**Work request:**
In the listing below, a line holding "Query: crumpled front bumper" and a line holding "346), (655, 432)]]" mark the range. Retype both exactly, with all lines between them.

####

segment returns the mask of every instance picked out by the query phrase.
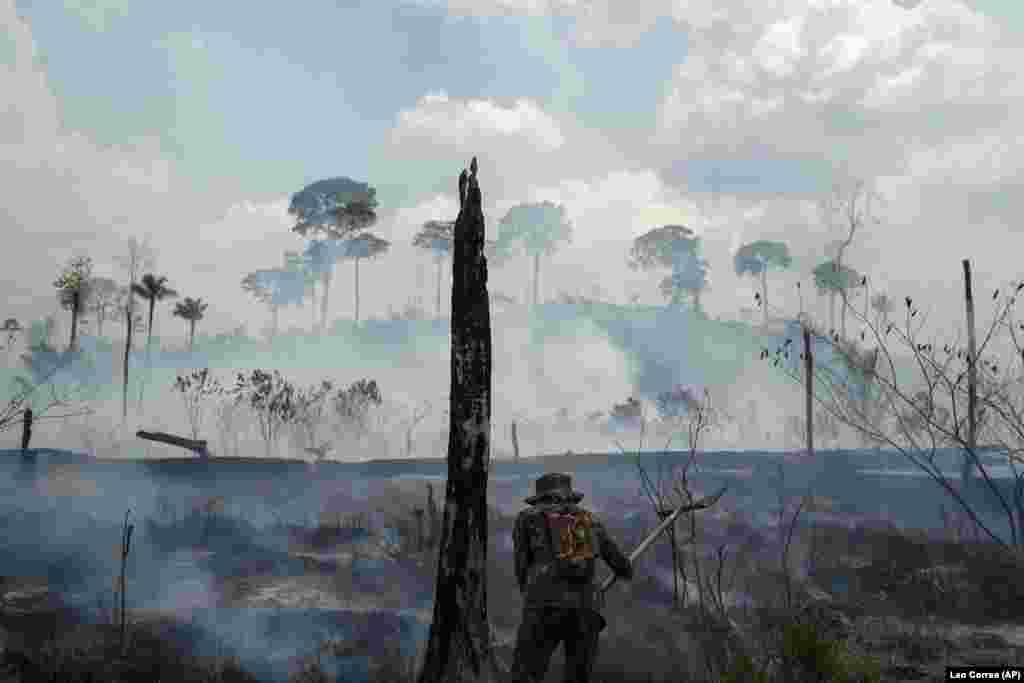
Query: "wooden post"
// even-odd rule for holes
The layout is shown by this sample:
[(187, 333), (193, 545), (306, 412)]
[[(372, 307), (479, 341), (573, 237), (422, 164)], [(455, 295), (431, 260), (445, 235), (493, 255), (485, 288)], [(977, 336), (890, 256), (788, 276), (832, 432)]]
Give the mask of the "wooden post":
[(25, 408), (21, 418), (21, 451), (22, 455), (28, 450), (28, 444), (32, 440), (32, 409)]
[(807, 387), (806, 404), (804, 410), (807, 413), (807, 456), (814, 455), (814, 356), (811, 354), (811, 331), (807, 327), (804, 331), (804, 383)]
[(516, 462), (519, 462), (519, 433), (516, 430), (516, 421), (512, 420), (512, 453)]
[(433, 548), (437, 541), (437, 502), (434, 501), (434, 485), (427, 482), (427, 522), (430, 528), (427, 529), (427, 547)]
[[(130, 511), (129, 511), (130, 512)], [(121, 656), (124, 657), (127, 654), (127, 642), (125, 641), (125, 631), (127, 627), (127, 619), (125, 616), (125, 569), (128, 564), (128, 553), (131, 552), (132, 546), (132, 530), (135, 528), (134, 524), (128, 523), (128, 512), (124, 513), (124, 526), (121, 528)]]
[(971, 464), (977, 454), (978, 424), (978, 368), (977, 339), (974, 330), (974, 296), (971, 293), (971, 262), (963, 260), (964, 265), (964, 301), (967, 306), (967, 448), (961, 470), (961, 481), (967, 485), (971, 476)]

####

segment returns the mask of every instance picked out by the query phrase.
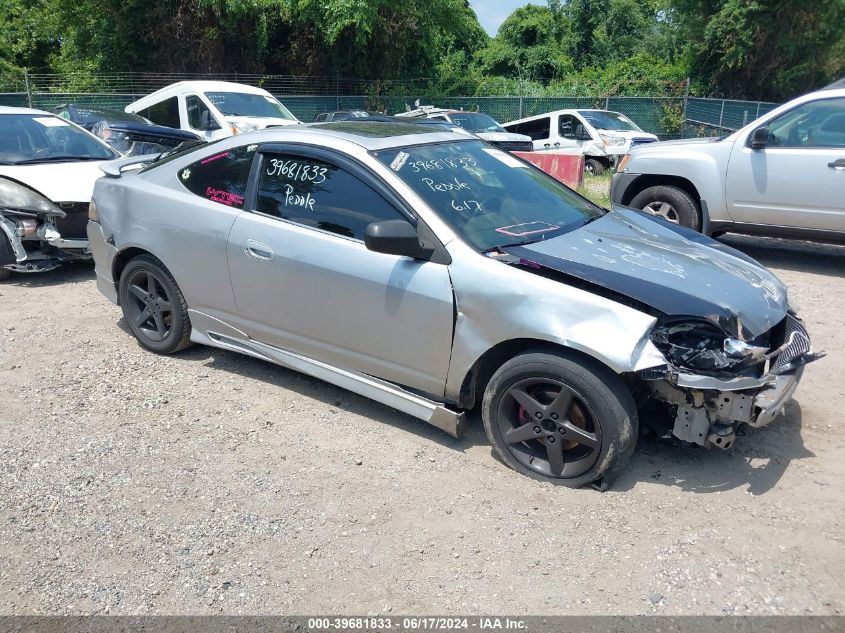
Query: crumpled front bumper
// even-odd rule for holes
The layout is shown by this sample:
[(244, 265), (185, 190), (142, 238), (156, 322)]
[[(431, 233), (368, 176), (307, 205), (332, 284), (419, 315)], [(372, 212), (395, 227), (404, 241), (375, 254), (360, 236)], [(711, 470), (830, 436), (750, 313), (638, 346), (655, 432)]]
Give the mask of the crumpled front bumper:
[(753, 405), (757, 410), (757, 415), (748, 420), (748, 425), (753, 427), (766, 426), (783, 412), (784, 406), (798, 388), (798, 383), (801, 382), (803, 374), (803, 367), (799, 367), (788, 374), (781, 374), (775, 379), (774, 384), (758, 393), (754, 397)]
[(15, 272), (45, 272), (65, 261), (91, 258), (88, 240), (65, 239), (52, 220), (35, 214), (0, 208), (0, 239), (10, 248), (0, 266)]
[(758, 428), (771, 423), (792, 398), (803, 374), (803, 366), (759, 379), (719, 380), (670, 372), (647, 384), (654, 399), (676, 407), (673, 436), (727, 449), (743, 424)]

####

**Completed exercise:**
Query: crumpled front bumper
// even-odd rule for holes
The layout is shown by this sample:
[(244, 265), (185, 190), (142, 238), (156, 322)]
[[(431, 233), (368, 176), (307, 205), (332, 284), (419, 315)], [(372, 212), (395, 227), (404, 241), (375, 254), (360, 236)], [(711, 470), (830, 436), (750, 313), (638, 346), (655, 432)]]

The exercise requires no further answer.